* _AIM_: Extract every line from the items below that contains the word "side", and copy each line in full.

* _INFORMATION SUPPLIED_:
>> begin

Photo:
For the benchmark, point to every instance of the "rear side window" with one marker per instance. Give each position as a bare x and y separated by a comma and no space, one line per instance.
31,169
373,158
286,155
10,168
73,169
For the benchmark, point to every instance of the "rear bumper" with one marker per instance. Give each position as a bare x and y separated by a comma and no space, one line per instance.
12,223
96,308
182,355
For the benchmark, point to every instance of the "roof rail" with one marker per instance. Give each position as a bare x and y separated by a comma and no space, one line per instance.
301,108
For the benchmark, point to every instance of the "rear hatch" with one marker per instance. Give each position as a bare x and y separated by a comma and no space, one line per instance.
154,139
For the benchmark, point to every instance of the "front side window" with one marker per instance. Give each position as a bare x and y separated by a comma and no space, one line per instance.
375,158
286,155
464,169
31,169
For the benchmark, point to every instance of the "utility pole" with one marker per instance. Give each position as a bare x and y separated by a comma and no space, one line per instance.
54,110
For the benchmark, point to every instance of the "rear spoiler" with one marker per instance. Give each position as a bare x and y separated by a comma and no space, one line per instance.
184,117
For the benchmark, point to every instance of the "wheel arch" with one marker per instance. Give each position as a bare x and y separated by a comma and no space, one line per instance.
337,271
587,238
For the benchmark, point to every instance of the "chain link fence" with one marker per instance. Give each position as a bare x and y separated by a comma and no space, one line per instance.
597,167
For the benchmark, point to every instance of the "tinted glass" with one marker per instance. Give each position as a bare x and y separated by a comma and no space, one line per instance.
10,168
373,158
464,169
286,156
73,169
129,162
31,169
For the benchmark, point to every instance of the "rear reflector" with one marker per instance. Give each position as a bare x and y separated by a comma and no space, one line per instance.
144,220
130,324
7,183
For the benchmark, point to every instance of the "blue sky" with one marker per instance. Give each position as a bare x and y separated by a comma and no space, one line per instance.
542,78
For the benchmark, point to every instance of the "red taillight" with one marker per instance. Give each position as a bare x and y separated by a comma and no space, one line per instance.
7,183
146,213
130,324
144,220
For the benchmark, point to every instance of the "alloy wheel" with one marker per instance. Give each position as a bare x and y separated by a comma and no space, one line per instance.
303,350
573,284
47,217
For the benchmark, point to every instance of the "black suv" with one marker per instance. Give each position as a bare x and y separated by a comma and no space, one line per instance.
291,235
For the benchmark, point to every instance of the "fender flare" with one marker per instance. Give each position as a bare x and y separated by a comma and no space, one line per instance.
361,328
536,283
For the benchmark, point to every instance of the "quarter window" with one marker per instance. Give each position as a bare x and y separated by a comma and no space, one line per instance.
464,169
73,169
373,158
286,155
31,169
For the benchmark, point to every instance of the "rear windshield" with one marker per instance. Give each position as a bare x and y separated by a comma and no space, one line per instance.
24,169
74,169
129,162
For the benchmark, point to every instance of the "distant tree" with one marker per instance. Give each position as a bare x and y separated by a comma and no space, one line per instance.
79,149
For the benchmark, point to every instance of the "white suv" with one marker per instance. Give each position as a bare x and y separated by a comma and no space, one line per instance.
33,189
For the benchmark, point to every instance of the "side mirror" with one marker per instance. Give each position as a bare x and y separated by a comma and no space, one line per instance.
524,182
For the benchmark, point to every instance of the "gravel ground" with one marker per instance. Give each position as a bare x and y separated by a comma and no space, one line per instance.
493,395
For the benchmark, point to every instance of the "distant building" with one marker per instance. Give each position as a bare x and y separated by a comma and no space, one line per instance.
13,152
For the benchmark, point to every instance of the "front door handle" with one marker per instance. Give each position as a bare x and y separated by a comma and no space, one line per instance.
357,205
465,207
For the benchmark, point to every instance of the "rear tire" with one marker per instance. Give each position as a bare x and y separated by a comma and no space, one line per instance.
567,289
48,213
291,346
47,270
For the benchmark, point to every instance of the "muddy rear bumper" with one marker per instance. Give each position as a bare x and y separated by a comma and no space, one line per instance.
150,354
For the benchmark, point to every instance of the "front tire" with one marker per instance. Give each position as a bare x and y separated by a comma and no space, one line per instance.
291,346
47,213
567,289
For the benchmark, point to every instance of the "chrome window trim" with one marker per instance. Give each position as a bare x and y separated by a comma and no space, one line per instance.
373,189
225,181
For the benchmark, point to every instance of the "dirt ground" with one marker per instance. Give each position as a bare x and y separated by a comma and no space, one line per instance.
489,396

>> end

* _TASK RESPONSE_:
For the benchmark, point to every instance of the "rear side window" with one marker per instance. Give each position as a bare x and y separated by a comma and no space, one line per instance.
For the benchmark, point to every instance of the "front side window" with one marker per instance. Give each position as a bare x and y separated by a comma and no space, one line per instance.
For the benchmark, point to every instance of the "side mirror" with one marker per instance. Give each position as a bare x and y separated by a comma and no space, one line per instance.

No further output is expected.